Copy every line in the records below that contains the string "clicks".

Study material:
= = = = =
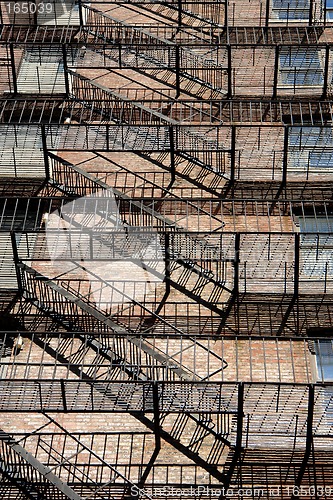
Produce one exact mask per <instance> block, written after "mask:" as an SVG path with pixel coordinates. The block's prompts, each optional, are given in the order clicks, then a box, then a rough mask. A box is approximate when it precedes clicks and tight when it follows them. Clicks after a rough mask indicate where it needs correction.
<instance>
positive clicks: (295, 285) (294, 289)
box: [294, 233, 300, 298]
mask: <svg viewBox="0 0 333 500" xmlns="http://www.w3.org/2000/svg"><path fill="white" fill-rule="evenodd" d="M299 253H300V234H299V233H295V251H294V254H295V268H294V296H295V298H297V297H298V293H299Z"/></svg>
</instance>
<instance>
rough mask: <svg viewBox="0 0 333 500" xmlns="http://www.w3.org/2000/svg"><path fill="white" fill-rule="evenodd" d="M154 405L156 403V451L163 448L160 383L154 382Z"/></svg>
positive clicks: (155, 406) (154, 409) (155, 440)
mask: <svg viewBox="0 0 333 500" xmlns="http://www.w3.org/2000/svg"><path fill="white" fill-rule="evenodd" d="M153 405H154V434H155V451H160V449H161V426H160V409H159V402H158V383H157V382H156V381H155V382H153Z"/></svg>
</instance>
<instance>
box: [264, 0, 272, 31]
mask: <svg viewBox="0 0 333 500" xmlns="http://www.w3.org/2000/svg"><path fill="white" fill-rule="evenodd" d="M270 9H271V5H270V0H266V12H265V27H266V28H268V25H269V14H270Z"/></svg>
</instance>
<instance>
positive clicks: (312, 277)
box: [299, 216, 333, 287]
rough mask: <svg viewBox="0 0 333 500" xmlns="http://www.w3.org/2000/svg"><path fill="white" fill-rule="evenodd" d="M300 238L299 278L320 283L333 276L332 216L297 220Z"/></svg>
mask: <svg viewBox="0 0 333 500" xmlns="http://www.w3.org/2000/svg"><path fill="white" fill-rule="evenodd" d="M299 227H300V232H301V233H303V234H302V236H301V247H300V255H301V260H300V277H301V279H302V277H303V278H305V277H307V278H306V280H307V279H308V278H312V279H314V280H316V281H320V282H321V283H322V286H323V287H325V283H326V279H327V278H328V277H330V279H332V276H333V216H303V217H300V218H299Z"/></svg>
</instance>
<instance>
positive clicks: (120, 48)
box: [118, 42, 123, 69]
mask: <svg viewBox="0 0 333 500" xmlns="http://www.w3.org/2000/svg"><path fill="white" fill-rule="evenodd" d="M118 60H119V69H122V67H123V60H122V47H121V43H120V42H118Z"/></svg>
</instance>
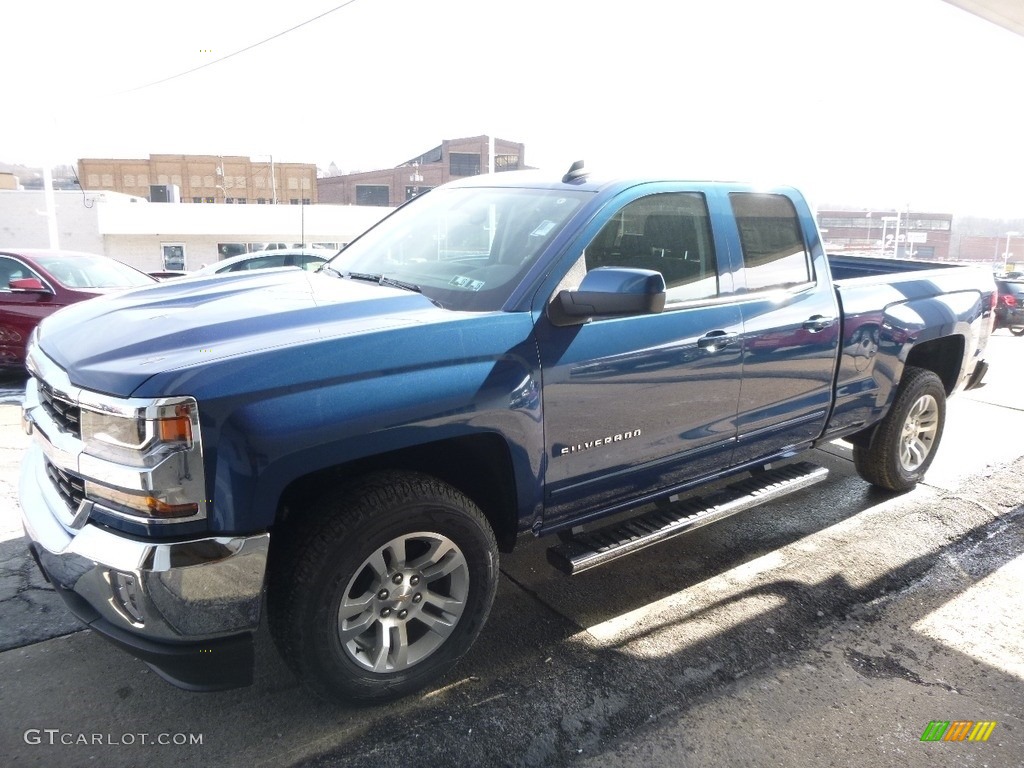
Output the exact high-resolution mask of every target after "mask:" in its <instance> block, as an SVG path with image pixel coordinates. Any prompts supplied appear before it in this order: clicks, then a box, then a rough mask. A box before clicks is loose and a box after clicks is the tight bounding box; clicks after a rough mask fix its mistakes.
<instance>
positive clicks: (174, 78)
mask: <svg viewBox="0 0 1024 768" xmlns="http://www.w3.org/2000/svg"><path fill="white" fill-rule="evenodd" d="M354 2H356V0H347V2H344V3H342V4H341V5H337V6H335V7H334V8H331V9H330V10H326V11H324V12H323V13H321V14H319V15H316V16H313V17H312V18H308V19H306V20H305V22H302V23H301V24H297V25H295V26H294V27H290V28H289V29H287V30H283V31H282V32H279V33H278V34H276V35H271V36H270V37H268V38H266V39H265V40H260V41H259V42H258V43H253V44H252V45H247V46H246V47H245V48H241V49H239V50H237V51H234V52H233V53H228V54H227V55H226V56H221V57H220V58H215V59H213V60H212V61H207V62H206V63H204V65H200V66H199V67H194V68H193V69H190V70H185V71H184V72H179V73H178V74H177V75H171V76H170V77H166V78H164V79H162V80H155V81H153V82H152V83H146V84H145V85H140V86H137V87H135V88H129V89H128V90H124V91H121V93H135V92H136V91H140V90H144V89H146V88H153V87H154V86H156V85H161V84H163V83H168V82H170V81H171V80H177V79H178V78H183V77H184V76H185V75H191V74H193V73H194V72H199V71H200V70H205V69H206V68H207V67H213V66H214V65H217V63H220V62H221V61H226V60H227V59H228V58H232V57H234V56H237V55H239V54H240V53H245V52H246V51H250V50H252V49H253V48H258V47H259V46H261V45H263V44H264V43H269V42H270V41H271V40H276V39H278V38H279V37H283V36H284V35H287V34H288V33H290V32H295V31H296V30H297V29H299V28H301V27H305V26H306V25H309V24H312V23H313V22H318V20H319V19H321V18H324V16H326V15H329V14H331V13H334V12H335V11H336V10H341V9H342V8H344V7H345V6H347V5H351V4H352V3H354Z"/></svg>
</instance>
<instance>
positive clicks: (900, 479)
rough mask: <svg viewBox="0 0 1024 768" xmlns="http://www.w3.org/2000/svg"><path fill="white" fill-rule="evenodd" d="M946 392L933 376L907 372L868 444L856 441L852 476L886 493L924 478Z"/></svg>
mask: <svg viewBox="0 0 1024 768" xmlns="http://www.w3.org/2000/svg"><path fill="white" fill-rule="evenodd" d="M945 419H946V391H945V388H944V387H943V386H942V382H941V380H940V379H939V377H938V376H936V375H935V374H934V373H932V372H931V371H926V370H925V369H921V368H907V369H905V370H904V371H903V380H902V381H901V382H900V385H899V389H898V390H897V392H896V398H895V400H894V401H893V404H892V407H891V408H890V410H889V414H888V415H887V416H886V418H885V419H883V420H882V421H881V422H880V423H879V425H878V427H877V428H876V430H874V432H873V434H872V435H871V438H870V440H869V441H867V442H855V443H854V447H853V461H854V466H855V467H856V468H857V473H858V474H859V475H860V476H861V477H863V478H864V479H865V480H867V481H868V482H870V483H871V484H873V485H878V486H880V487H883V488H887V489H889V490H899V492H903V490H909V489H911V488H912V487H913V486H914V485H916V484H918V482H919V481H920V480H921V479H922V478H923V477H924V476H925V472H926V471H928V468H929V466H931V464H932V460H933V459H934V458H935V452H936V450H937V449H938V446H939V440H940V439H941V438H942V429H943V427H944V425H945Z"/></svg>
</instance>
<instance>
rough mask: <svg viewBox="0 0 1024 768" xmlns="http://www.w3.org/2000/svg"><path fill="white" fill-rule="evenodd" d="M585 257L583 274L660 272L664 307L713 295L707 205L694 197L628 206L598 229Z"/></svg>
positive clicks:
= = = = =
Task solution:
Produce one exact mask per <instance> block, written after "mask:" as an SVG path with pixel coordinates. The block's prompts, each optional, are given in the order clicks, then a box, then a rough mask. A box is approximate when it precedes clicks and tight when it follows them. Clicks after a rough mask indicate where it needs correction.
positive clicks: (295, 285) (294, 289)
positive clicks: (155, 406) (154, 409) (155, 440)
positive clicks: (312, 277)
positive clicks: (120, 48)
Output the exact high-resolution mask of every target after "mask:" in its <instance> block, as an SVG path with image pixel coordinates. Any prompts supplied appear before it in this order: clicks, then a box, then a rough mask. A box before clicks is loose and a box after clicks is the tight bounding box; clicks after a rough mask fix its mistakes.
positive clicks: (174, 78)
positive clicks: (900, 479)
positive clicks:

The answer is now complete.